## TASK ITEM
Transcribe the data exactly, omitting whatever pictures it holds.

## DATA FOR THE TASK
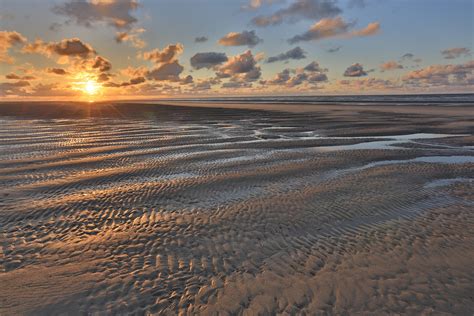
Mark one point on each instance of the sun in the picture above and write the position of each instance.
(91, 87)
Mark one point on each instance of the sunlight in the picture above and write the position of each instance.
(91, 87)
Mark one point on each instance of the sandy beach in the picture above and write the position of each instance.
(181, 208)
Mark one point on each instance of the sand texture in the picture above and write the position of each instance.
(110, 209)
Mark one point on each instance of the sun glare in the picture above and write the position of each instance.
(91, 87)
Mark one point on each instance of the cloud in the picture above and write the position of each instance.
(200, 39)
(357, 4)
(102, 64)
(132, 37)
(355, 70)
(207, 60)
(333, 49)
(452, 53)
(168, 72)
(371, 84)
(390, 65)
(236, 85)
(117, 13)
(461, 74)
(72, 47)
(243, 67)
(246, 38)
(336, 27)
(7, 40)
(255, 4)
(13, 76)
(314, 67)
(300, 9)
(295, 53)
(311, 74)
(9, 88)
(131, 82)
(410, 57)
(169, 54)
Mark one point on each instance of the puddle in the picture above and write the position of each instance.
(446, 182)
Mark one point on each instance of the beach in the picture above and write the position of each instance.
(178, 207)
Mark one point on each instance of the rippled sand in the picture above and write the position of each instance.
(144, 209)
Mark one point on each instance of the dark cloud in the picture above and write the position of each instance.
(187, 80)
(207, 60)
(73, 47)
(246, 38)
(390, 65)
(452, 53)
(371, 84)
(410, 57)
(131, 37)
(236, 85)
(243, 66)
(336, 27)
(461, 74)
(294, 53)
(7, 40)
(314, 67)
(169, 54)
(117, 13)
(300, 9)
(357, 4)
(355, 70)
(311, 74)
(13, 76)
(132, 82)
(9, 88)
(168, 72)
(333, 49)
(255, 4)
(102, 64)
(200, 39)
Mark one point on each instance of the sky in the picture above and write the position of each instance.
(105, 49)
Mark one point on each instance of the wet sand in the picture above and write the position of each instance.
(163, 209)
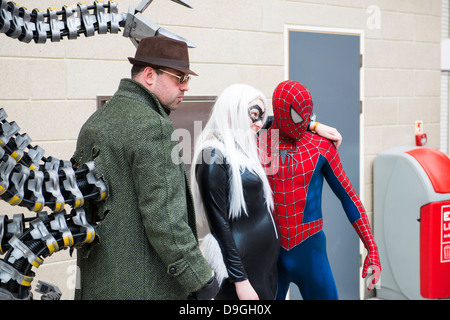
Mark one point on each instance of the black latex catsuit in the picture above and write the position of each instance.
(249, 244)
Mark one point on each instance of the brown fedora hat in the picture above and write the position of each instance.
(160, 51)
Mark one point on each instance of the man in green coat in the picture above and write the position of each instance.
(147, 245)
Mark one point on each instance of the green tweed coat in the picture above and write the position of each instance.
(147, 239)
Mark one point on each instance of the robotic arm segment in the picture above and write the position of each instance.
(19, 23)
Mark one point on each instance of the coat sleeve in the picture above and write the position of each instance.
(160, 185)
(212, 179)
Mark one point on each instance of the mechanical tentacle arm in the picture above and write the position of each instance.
(74, 20)
(30, 180)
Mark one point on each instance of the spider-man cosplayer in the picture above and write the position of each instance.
(296, 161)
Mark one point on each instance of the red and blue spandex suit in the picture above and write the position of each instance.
(296, 161)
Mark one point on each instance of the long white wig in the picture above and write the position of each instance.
(228, 130)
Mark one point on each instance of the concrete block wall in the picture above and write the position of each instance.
(51, 89)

## WRITTEN RESPONSE
Mark one point on each instance of the sun in the picture above and write the position of each instance.
(91, 87)
Mark one point on each instance of the sunlight in the picture above and write the position of each instance.
(91, 87)
Mark one point on each instance of the sandy beach in the picture above and write the position of each instance.
(181, 208)
Mark one point on each instance of the sand texture in the picture above and write the position of each instance.
(110, 209)
Mark one point on each instance of the sun glare in the picture above and write the position of each instance.
(91, 87)
Mark one point on each instance of the cloud in the picture above and write the position of each instance.
(200, 39)
(357, 4)
(102, 64)
(132, 37)
(355, 70)
(207, 60)
(333, 49)
(452, 53)
(168, 72)
(371, 84)
(390, 65)
(236, 85)
(117, 13)
(461, 74)
(72, 47)
(243, 67)
(246, 38)
(336, 27)
(7, 40)
(255, 4)
(13, 76)
(314, 67)
(300, 9)
(295, 53)
(311, 74)
(9, 88)
(131, 82)
(410, 57)
(169, 54)
Mark one point on each instance of the puddle in the picture above and write the position of each instance.
(446, 182)
Mark one point on each instance of the beach in the picture above and write the position of each instance.
(178, 207)
Mark one point on each instance of the rippled sand in the picture above and write the position of each instance.
(144, 209)
Mark one point on each instance of the dark cloud in the picture above and write the position of each instance.
(187, 80)
(207, 60)
(73, 47)
(246, 38)
(390, 65)
(452, 53)
(371, 84)
(410, 57)
(131, 37)
(236, 85)
(243, 66)
(336, 27)
(461, 74)
(294, 53)
(7, 40)
(314, 67)
(169, 54)
(117, 13)
(300, 9)
(357, 4)
(355, 70)
(311, 74)
(13, 76)
(132, 82)
(9, 88)
(168, 72)
(333, 49)
(255, 4)
(102, 64)
(200, 39)
Mark one point on each instance of the sky in the picture above and write the position of each instance.
(105, 49)
Mark one point on each instance of the wet sand in the picture above and write the position of each instance.
(163, 209)
Mark one point on each instance of the black latex catsuit in the picture above and write the position of each instance.
(249, 244)
Mark one point on each instance of the brown fedora hat in the picture above and write the position of each instance.
(160, 51)
Mark one point on each instance of the man in green coat in the picture above and write the position of each instance.
(147, 245)
Mark one point on each instance of the green tweed coat in the picture above and write the position of each instance.
(147, 239)
Mark one point on each instance of the robotic arm segment in the picture above and write the position of each instance.
(19, 23)
Mark one point on each instance of the coat sleeve in the picture above and write the position of each instance.
(160, 185)
(212, 179)
Mark one point on each instance of the mechanical tentacle arm in the picture above and write the position of each instance.
(74, 20)
(30, 180)
Mark one point on each instance of the spider-man cosplayer in the picture above and write the position of each instance.
(296, 161)
Mark one point on each instance of the red and blue spandex suit in the picture above and write the position of each instance.
(296, 161)
Mark one point on each instance of the long white wig in the picture above and write the position of each instance.
(228, 130)
Mark one point on each instance of the concrete block wall in the picture above and write the position of each instance.
(51, 89)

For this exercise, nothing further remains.